Object location annotation data
= = =

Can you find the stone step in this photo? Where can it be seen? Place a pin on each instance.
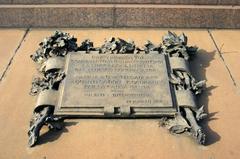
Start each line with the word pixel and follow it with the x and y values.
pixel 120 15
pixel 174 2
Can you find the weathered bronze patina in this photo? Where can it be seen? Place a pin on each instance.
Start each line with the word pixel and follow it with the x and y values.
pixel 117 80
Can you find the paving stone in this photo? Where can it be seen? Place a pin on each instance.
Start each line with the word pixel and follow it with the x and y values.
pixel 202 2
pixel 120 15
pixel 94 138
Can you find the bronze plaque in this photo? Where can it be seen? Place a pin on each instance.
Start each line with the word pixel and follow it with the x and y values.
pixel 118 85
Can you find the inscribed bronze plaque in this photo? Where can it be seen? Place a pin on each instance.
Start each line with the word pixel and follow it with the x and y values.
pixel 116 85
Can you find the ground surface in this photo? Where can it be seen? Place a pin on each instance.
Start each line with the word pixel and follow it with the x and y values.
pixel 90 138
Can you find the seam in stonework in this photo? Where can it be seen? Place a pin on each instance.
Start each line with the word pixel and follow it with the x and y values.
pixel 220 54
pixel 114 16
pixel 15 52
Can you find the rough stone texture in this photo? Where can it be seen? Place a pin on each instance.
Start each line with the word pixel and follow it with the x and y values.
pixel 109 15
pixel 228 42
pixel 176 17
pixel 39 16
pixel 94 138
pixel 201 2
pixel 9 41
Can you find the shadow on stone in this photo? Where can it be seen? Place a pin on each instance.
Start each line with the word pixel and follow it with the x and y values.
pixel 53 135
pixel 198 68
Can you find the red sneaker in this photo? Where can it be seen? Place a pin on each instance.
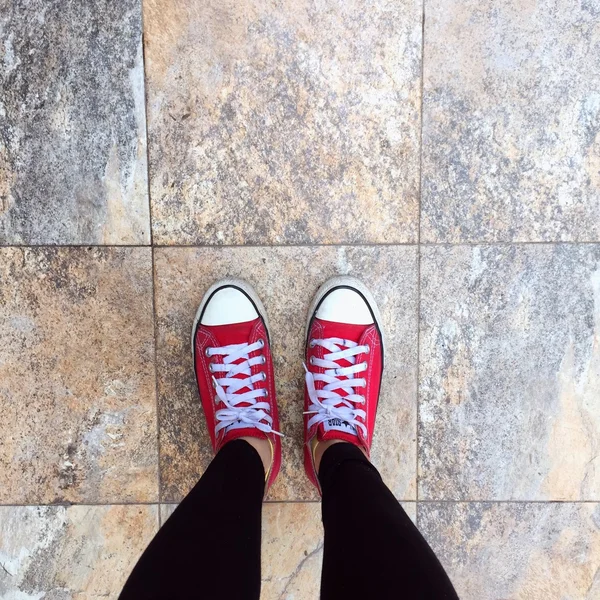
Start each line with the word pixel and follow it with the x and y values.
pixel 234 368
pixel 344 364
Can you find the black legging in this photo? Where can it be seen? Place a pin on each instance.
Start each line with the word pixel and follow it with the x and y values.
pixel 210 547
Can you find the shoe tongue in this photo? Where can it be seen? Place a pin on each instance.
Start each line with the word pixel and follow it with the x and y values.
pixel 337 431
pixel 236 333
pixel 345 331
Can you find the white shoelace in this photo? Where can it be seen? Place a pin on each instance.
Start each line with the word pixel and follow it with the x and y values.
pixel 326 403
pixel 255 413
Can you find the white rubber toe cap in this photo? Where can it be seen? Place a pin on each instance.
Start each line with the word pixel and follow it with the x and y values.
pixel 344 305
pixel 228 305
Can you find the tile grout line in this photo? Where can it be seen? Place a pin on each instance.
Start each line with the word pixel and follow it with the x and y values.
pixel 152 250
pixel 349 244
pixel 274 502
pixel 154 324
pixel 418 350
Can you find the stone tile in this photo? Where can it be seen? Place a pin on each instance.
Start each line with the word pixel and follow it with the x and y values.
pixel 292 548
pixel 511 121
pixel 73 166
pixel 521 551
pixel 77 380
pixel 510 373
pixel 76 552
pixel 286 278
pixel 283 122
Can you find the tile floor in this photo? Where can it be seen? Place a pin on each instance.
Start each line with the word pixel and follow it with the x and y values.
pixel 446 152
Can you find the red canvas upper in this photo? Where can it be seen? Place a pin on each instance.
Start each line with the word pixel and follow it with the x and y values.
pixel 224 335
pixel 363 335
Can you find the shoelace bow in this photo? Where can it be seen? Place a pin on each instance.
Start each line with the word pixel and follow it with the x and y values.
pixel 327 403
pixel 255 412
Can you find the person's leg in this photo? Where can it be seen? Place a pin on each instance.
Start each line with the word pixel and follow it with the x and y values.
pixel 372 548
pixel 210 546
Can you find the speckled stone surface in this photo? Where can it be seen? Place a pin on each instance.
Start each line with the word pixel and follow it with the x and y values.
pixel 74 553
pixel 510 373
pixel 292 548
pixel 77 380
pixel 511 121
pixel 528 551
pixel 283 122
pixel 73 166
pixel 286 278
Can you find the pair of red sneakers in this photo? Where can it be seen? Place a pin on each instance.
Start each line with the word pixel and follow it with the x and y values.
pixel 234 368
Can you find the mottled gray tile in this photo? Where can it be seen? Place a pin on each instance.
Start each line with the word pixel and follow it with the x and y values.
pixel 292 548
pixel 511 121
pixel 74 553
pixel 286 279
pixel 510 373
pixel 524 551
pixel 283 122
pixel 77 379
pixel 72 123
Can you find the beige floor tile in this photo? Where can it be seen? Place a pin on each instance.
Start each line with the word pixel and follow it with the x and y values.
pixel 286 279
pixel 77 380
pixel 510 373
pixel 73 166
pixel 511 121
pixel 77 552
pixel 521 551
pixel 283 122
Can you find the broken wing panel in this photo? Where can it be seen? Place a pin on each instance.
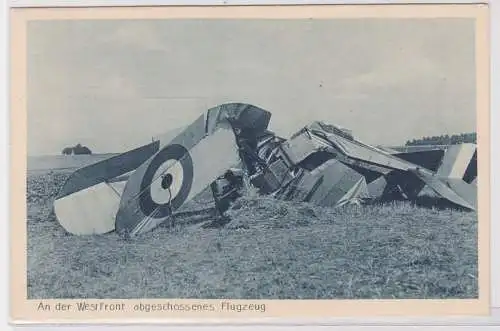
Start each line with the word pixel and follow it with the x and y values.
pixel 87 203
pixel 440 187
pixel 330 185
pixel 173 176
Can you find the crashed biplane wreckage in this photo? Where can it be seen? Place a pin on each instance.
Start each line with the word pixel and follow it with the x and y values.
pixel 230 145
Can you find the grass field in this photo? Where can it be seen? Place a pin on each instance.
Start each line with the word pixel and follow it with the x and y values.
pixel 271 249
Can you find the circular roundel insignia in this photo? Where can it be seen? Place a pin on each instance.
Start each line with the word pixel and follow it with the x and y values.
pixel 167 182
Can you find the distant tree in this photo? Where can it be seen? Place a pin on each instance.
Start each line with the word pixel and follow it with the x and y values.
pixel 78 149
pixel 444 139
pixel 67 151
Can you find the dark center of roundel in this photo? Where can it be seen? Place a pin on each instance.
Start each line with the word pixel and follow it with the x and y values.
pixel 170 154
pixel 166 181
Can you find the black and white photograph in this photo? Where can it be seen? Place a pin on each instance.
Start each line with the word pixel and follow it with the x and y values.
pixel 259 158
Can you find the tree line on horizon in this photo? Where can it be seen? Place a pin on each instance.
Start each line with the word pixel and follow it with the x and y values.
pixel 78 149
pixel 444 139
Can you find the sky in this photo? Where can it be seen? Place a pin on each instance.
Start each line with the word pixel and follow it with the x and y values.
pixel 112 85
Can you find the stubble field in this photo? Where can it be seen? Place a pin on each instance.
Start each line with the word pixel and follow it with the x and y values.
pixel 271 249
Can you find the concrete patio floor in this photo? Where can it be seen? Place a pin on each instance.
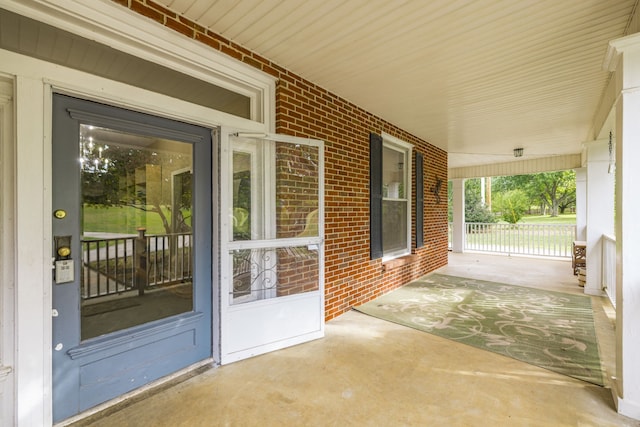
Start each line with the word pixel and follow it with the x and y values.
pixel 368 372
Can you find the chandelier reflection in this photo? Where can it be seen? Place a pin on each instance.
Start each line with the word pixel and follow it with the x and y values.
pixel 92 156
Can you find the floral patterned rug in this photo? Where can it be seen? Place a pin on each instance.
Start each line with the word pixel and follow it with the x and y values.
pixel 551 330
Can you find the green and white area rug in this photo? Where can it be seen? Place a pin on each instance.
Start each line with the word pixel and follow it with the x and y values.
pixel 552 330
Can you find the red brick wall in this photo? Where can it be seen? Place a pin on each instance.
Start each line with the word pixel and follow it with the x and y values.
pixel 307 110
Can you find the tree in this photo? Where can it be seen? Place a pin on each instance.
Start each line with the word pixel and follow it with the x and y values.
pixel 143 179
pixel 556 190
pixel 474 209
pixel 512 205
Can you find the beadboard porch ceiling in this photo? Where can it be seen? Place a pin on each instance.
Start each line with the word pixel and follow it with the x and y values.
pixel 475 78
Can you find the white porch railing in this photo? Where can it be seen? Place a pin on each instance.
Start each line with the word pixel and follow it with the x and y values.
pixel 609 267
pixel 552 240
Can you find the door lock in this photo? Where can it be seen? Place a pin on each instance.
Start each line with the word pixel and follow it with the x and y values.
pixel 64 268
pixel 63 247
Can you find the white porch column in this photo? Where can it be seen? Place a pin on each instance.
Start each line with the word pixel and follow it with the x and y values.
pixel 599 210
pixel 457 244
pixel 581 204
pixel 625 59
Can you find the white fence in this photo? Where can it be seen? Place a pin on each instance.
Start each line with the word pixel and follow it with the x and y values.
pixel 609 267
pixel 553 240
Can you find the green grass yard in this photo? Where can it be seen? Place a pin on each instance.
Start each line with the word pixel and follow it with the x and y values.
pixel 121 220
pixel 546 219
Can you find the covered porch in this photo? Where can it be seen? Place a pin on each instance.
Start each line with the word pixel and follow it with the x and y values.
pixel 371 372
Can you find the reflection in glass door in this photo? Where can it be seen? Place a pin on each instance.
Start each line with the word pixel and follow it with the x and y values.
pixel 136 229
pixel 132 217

= = =

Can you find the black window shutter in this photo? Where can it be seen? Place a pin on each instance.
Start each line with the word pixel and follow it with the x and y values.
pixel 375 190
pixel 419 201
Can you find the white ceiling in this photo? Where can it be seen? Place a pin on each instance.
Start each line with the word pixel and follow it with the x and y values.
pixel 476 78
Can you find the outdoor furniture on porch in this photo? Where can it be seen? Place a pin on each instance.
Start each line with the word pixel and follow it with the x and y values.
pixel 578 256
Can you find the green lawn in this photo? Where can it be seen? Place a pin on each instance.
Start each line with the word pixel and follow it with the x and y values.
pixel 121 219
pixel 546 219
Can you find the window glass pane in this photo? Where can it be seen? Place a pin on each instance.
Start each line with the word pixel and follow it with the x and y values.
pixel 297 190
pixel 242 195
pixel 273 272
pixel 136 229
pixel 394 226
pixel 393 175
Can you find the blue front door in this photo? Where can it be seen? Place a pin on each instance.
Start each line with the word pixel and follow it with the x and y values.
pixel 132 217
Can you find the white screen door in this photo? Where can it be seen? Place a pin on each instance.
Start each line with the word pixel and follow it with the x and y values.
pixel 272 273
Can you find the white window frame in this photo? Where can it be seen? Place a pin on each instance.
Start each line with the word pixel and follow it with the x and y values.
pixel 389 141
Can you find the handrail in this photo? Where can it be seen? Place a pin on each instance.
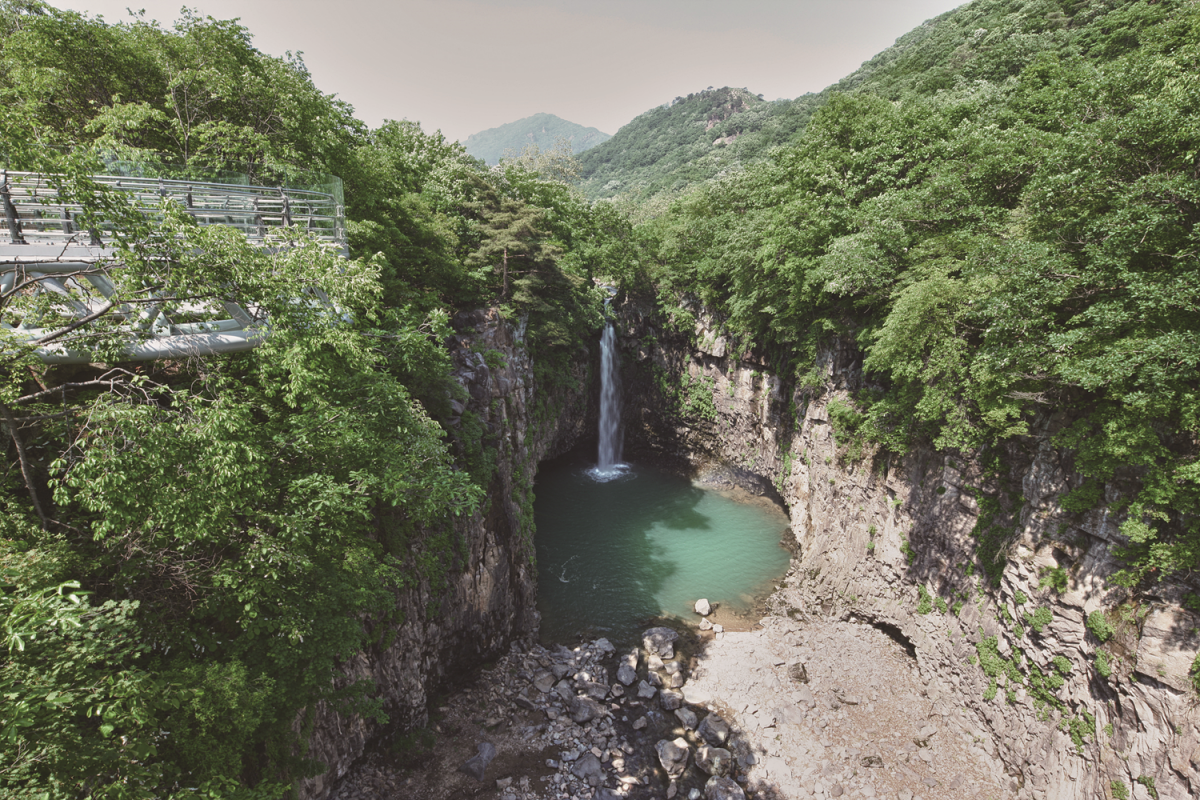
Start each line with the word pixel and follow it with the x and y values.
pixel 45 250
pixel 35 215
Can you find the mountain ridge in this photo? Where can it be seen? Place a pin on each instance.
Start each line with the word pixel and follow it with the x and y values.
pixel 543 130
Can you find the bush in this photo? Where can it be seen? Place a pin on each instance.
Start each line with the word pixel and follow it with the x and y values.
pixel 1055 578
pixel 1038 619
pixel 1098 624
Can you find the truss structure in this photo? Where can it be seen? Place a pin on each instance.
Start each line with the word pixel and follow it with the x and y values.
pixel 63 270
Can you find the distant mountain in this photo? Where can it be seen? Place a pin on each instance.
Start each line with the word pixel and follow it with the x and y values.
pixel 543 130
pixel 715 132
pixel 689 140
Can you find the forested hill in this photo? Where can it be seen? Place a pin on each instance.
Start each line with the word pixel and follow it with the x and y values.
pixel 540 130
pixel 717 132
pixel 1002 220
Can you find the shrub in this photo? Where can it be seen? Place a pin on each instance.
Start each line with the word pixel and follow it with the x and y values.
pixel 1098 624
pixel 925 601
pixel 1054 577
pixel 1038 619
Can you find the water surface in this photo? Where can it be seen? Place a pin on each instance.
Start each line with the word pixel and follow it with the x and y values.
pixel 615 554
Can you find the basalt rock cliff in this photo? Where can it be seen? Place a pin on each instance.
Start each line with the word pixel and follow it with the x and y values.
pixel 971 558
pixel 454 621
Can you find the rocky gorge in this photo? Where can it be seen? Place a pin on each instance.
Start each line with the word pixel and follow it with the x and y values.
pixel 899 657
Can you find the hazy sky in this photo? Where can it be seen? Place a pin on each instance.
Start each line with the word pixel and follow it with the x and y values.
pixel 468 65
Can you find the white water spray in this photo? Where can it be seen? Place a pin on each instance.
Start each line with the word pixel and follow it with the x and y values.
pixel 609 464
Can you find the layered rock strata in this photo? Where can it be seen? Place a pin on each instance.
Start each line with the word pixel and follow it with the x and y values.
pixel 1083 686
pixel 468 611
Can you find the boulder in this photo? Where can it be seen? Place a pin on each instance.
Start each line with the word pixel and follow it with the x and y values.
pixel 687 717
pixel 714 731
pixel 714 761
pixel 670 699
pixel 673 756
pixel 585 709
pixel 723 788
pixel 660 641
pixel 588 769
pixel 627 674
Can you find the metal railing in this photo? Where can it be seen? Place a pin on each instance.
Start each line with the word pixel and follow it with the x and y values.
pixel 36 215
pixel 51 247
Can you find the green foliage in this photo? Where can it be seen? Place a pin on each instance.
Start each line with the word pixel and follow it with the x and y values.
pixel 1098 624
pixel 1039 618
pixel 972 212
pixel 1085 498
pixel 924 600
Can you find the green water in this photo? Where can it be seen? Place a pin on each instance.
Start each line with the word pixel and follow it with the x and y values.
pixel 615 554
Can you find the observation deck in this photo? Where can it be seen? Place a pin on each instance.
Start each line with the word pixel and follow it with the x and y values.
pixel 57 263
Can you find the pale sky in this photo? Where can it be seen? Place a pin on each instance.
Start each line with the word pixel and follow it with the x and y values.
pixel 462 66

= = =

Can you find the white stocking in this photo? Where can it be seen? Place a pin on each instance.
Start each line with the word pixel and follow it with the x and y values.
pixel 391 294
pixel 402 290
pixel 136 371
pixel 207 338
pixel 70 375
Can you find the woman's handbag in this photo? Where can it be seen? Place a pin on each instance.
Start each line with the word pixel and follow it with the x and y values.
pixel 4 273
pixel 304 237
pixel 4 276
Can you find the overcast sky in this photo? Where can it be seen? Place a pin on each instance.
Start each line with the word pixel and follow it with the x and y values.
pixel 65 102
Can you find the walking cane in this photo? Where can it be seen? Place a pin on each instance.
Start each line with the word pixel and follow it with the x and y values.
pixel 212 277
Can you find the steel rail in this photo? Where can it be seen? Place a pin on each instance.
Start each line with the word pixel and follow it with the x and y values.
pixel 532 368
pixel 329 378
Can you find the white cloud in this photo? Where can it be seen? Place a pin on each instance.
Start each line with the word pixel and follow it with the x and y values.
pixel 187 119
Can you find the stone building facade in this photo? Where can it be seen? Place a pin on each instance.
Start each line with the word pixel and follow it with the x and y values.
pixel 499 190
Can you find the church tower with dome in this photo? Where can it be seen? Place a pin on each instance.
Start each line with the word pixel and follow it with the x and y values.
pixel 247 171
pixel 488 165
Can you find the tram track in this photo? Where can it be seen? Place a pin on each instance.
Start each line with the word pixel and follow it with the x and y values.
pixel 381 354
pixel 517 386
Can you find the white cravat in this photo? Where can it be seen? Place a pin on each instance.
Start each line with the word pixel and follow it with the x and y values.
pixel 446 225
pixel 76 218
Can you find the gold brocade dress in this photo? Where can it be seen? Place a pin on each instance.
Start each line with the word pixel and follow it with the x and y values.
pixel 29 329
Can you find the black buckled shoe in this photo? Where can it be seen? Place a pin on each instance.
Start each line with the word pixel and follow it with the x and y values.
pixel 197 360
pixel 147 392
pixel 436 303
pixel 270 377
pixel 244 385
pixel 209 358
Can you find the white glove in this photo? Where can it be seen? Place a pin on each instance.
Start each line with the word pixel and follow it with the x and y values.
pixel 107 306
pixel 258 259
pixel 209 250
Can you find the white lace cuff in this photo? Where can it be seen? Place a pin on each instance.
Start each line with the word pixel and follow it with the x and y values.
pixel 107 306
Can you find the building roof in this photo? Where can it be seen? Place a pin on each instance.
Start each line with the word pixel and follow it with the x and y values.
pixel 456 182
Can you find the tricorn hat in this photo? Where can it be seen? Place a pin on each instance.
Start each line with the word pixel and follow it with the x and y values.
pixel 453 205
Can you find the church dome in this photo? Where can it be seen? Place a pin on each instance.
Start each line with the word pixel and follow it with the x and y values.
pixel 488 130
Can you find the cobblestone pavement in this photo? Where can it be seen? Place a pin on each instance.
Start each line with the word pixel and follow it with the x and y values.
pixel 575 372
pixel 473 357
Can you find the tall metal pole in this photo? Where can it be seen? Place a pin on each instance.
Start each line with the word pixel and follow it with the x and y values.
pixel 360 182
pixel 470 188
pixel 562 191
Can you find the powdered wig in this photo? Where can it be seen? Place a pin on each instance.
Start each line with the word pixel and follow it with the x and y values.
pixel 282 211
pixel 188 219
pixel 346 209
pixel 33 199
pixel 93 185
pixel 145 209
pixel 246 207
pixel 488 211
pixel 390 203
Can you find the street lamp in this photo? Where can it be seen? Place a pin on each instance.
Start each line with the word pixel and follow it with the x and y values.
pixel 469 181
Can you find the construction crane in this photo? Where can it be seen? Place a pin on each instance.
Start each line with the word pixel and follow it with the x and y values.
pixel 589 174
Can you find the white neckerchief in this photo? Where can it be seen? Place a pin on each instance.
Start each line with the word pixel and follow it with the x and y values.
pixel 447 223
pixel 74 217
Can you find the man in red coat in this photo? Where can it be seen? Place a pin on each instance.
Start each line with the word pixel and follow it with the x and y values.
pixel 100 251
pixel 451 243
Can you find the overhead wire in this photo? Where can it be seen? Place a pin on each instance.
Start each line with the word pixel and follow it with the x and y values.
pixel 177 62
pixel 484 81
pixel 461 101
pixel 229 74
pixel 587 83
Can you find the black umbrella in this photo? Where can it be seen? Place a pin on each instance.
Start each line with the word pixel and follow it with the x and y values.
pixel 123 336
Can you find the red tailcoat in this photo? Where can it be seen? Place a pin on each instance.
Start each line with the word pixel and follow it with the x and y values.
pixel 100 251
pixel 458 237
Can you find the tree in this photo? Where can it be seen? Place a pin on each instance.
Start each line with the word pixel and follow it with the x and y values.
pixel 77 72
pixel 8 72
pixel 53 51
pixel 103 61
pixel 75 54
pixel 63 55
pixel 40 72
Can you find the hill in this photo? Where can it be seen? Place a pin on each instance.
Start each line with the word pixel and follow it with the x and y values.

= = =

Exercise
Recast the lines starting at the one containing "Can you find the stone step" and ending at the one containing "pixel 174 2" as a JSON list of strings, one string per line, with blank lines skipped. Leave any pictures out of the answer.

Result of the task
[
  "Can you find the stone step in this photo? Where can it be seen? Place a pin on each instance.",
  "Start each line with the word pixel and follow it with the x and y values.",
  "pixel 120 15",
  "pixel 174 2"
]